Task to complete: Whenever a line in the data holds the string "below", copy that line.

Items from a data source:
• • • • • • •

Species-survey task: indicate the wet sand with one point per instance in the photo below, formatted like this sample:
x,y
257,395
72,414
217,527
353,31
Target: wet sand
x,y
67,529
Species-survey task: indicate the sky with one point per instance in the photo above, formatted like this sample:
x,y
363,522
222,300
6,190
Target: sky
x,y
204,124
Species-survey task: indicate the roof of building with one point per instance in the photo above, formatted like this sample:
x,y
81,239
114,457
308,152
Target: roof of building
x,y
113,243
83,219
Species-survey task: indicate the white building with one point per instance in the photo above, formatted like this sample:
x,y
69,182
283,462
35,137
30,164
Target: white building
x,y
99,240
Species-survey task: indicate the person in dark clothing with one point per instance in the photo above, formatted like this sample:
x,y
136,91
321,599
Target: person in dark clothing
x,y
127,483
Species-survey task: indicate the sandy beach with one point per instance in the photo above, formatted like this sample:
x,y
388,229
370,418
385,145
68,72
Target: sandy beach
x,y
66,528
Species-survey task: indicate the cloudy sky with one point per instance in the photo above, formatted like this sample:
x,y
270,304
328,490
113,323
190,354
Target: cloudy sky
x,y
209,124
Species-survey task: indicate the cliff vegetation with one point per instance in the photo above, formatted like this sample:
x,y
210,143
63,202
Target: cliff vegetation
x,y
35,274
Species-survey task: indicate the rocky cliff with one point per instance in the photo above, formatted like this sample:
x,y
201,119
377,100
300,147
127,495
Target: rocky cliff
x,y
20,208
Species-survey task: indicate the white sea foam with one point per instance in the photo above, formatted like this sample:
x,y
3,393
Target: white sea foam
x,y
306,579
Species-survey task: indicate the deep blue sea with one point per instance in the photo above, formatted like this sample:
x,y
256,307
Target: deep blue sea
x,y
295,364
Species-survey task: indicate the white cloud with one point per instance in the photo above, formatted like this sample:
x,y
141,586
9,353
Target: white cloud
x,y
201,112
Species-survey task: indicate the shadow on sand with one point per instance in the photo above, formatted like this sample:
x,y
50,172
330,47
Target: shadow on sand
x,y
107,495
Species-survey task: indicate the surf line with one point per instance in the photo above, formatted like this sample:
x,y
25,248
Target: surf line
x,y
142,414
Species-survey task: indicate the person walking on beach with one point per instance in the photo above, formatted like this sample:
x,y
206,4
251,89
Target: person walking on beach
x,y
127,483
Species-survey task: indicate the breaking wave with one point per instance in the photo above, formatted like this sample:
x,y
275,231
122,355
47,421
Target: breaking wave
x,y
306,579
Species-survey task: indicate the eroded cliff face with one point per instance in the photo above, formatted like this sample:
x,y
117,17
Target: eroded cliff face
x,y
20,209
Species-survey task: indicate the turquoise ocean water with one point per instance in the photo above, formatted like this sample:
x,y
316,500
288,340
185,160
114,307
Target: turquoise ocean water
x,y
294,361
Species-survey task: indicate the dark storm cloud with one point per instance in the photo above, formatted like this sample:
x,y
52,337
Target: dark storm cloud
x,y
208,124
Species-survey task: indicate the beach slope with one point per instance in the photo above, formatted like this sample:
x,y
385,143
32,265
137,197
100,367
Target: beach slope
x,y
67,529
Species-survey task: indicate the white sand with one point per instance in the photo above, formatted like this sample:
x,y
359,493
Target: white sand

• • • • • • •

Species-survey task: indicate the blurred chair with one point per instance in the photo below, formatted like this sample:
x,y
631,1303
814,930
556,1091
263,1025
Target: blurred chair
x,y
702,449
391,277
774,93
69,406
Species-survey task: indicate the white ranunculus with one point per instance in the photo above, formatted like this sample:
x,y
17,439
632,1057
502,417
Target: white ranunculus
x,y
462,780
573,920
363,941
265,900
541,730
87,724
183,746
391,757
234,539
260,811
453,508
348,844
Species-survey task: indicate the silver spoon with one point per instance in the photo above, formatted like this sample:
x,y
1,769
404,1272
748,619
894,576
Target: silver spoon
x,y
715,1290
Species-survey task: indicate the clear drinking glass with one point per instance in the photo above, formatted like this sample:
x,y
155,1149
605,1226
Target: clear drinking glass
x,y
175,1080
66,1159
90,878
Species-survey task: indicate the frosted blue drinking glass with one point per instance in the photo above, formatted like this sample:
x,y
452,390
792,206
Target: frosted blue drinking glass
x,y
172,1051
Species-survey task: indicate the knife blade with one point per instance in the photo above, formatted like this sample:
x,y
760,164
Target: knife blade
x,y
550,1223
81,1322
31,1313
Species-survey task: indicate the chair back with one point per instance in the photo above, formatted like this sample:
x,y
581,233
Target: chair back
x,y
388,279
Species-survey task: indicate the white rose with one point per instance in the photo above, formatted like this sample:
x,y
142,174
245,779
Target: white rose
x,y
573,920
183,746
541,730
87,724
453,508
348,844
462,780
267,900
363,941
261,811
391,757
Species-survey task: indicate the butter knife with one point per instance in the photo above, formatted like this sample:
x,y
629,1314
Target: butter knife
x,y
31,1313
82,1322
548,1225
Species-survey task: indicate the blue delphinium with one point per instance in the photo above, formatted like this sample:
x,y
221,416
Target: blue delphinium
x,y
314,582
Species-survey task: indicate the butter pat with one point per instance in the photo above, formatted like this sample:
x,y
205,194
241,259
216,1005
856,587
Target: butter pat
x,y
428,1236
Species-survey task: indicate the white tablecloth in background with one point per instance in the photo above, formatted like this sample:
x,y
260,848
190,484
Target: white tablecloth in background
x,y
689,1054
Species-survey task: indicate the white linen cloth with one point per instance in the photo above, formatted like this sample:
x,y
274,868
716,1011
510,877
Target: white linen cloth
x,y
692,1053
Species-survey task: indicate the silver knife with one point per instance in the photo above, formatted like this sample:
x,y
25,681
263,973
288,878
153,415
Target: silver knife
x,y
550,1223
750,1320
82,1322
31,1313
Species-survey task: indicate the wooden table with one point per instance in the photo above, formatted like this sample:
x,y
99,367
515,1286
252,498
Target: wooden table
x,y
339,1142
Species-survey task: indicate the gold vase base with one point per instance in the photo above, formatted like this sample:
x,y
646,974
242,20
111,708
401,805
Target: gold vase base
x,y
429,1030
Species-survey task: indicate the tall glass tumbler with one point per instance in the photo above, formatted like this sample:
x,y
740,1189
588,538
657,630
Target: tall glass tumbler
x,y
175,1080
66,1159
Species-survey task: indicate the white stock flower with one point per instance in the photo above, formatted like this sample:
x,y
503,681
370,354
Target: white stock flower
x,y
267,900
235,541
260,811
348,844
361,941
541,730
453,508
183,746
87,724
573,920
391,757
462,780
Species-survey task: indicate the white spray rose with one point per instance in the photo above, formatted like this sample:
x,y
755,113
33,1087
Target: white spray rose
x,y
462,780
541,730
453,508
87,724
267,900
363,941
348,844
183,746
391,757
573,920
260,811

• • • • • • •

Expected output:
Species-survey task: indicate the wet sand with one point per instance in the photo below, formatted like this sample:
Species-survey task: indicate the blurred chair with one point per instance in the photo below, formatted like this sample:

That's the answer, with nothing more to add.